Task prompt:
Every line from the line containing "Where can you spot the person" through the final line below must be returned exactly, and no other line.

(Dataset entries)
---+---

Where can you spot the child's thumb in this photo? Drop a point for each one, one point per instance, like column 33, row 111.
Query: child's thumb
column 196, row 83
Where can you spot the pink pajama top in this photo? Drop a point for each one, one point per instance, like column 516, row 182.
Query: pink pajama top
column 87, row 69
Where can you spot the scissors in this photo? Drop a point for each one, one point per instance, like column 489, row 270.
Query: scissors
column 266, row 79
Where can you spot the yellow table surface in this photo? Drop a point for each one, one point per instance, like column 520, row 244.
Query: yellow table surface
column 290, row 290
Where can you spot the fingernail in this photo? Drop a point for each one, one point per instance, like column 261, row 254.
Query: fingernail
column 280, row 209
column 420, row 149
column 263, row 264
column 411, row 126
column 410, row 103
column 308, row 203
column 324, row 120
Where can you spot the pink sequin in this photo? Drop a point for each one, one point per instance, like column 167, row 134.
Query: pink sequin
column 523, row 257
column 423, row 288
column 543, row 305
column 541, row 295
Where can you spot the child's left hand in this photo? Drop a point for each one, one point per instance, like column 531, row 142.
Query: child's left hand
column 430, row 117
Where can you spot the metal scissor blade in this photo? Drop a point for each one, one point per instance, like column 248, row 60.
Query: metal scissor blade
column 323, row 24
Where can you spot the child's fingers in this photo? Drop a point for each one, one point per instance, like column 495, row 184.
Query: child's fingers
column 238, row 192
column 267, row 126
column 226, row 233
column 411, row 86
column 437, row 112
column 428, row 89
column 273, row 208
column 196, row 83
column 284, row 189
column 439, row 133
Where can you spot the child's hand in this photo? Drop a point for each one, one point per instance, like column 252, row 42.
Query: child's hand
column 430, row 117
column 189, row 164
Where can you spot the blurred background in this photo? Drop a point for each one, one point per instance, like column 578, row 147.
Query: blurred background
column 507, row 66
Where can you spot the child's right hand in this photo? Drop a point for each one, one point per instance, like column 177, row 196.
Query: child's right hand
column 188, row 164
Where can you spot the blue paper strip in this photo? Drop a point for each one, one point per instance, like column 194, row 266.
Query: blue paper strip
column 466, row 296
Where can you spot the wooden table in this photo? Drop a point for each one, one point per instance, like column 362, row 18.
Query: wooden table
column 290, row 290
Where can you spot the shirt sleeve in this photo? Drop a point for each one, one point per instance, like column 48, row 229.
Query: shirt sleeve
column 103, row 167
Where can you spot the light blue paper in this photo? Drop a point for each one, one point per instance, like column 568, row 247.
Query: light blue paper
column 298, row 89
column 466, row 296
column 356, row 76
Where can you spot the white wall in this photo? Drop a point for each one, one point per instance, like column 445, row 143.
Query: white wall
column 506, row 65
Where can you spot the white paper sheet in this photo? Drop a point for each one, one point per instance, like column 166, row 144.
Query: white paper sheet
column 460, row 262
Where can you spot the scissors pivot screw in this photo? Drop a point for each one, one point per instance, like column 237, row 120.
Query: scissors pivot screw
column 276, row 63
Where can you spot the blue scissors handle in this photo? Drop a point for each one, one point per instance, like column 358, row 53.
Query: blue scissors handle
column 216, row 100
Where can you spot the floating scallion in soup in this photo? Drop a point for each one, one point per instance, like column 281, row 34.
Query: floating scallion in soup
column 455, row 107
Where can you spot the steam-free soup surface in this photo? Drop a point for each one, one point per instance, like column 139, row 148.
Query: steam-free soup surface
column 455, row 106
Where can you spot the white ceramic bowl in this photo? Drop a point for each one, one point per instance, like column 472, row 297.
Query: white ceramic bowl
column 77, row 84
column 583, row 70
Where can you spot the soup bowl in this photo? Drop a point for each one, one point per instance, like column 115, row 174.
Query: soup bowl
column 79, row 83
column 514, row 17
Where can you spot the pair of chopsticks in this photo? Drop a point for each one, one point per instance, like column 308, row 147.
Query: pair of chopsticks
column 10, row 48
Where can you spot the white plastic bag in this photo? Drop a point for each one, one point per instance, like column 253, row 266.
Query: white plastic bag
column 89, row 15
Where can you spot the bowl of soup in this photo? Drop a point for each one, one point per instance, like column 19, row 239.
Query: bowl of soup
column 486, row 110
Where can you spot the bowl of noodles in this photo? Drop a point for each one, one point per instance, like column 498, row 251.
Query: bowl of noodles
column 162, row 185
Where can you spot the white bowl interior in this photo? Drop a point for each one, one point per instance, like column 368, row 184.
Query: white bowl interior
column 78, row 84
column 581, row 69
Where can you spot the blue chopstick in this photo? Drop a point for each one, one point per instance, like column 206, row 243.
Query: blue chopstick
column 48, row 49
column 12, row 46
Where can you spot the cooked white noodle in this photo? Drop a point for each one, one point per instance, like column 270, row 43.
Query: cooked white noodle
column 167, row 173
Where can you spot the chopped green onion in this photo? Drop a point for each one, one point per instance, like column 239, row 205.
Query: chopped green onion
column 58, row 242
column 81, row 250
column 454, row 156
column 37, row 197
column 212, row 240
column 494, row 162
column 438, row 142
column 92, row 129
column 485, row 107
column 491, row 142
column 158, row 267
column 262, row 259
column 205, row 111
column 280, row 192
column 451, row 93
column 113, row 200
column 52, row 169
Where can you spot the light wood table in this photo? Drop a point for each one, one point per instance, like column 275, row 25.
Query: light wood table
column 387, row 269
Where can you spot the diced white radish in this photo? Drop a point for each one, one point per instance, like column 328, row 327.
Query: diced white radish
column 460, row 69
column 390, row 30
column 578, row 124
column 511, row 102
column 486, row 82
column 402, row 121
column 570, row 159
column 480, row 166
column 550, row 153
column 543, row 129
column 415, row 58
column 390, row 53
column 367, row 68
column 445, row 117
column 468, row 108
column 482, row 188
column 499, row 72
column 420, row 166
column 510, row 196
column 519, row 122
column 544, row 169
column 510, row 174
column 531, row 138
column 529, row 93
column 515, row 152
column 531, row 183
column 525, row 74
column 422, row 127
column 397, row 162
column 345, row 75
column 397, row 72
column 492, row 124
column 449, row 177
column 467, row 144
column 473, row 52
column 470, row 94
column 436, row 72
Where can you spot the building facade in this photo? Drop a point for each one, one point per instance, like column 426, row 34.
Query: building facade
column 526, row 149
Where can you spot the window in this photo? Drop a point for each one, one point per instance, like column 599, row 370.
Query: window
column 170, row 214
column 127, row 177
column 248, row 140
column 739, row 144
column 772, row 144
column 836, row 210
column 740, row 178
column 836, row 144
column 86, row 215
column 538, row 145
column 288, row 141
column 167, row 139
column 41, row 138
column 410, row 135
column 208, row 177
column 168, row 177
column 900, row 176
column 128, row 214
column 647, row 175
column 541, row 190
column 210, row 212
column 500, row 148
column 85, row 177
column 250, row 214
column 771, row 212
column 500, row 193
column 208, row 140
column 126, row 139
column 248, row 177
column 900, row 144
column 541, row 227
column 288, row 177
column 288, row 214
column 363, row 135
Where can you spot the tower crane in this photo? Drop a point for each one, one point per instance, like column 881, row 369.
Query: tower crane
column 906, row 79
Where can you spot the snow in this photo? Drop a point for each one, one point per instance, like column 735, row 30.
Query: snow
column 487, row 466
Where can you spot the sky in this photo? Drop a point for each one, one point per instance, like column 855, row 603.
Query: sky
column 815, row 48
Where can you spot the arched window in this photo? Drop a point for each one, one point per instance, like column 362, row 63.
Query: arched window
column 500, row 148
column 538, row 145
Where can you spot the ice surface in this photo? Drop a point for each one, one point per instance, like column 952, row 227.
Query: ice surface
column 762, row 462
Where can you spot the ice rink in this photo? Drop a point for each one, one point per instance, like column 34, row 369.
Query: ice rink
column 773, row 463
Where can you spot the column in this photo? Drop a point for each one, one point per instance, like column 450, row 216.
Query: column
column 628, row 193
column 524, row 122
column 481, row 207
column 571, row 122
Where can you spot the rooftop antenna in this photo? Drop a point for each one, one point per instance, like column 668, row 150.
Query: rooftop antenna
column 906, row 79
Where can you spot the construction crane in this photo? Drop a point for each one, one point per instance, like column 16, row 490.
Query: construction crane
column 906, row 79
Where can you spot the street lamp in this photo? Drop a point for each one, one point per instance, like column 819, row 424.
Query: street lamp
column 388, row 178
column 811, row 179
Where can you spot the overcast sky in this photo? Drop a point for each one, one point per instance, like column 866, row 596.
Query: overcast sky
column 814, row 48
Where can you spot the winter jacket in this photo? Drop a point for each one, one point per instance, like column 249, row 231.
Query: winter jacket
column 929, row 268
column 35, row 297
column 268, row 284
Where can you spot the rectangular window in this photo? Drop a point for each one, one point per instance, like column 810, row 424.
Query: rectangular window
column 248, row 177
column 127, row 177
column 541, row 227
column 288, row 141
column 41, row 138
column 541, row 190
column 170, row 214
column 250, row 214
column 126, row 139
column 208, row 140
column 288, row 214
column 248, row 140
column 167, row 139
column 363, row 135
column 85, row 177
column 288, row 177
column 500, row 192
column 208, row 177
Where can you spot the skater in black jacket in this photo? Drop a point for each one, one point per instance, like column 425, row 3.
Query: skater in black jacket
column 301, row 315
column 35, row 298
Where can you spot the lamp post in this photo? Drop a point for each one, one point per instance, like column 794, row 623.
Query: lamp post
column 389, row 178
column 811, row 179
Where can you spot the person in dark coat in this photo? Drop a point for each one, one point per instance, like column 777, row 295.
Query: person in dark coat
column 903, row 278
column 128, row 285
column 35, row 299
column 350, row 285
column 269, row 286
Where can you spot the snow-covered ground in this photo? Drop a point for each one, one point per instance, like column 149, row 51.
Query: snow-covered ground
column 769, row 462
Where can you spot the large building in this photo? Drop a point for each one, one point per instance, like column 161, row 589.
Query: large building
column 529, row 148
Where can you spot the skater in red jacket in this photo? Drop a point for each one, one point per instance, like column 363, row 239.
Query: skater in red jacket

---+---

Result:
Where can you spot the person in dark coat in this photo? Drop a point for each one, one point per instance, like column 777, row 295.
Query: person in dark coat
column 903, row 278
column 128, row 285
column 35, row 299
column 350, row 285
column 269, row 286
Where can you spot the snow-covered ground in this photo? Drop a point for each one, one point per instance, like column 149, row 51.
Query: snow-covered ground
column 769, row 462
Where can you spot the large building in this photo? Drop a point for each one, one point per instance, like column 161, row 589.
Query: large building
column 529, row 148
Where can you spot the skater in red jacket in this photo? Drop a point for each one, one point per instance, like column 363, row 239.
Query: skater in red jacket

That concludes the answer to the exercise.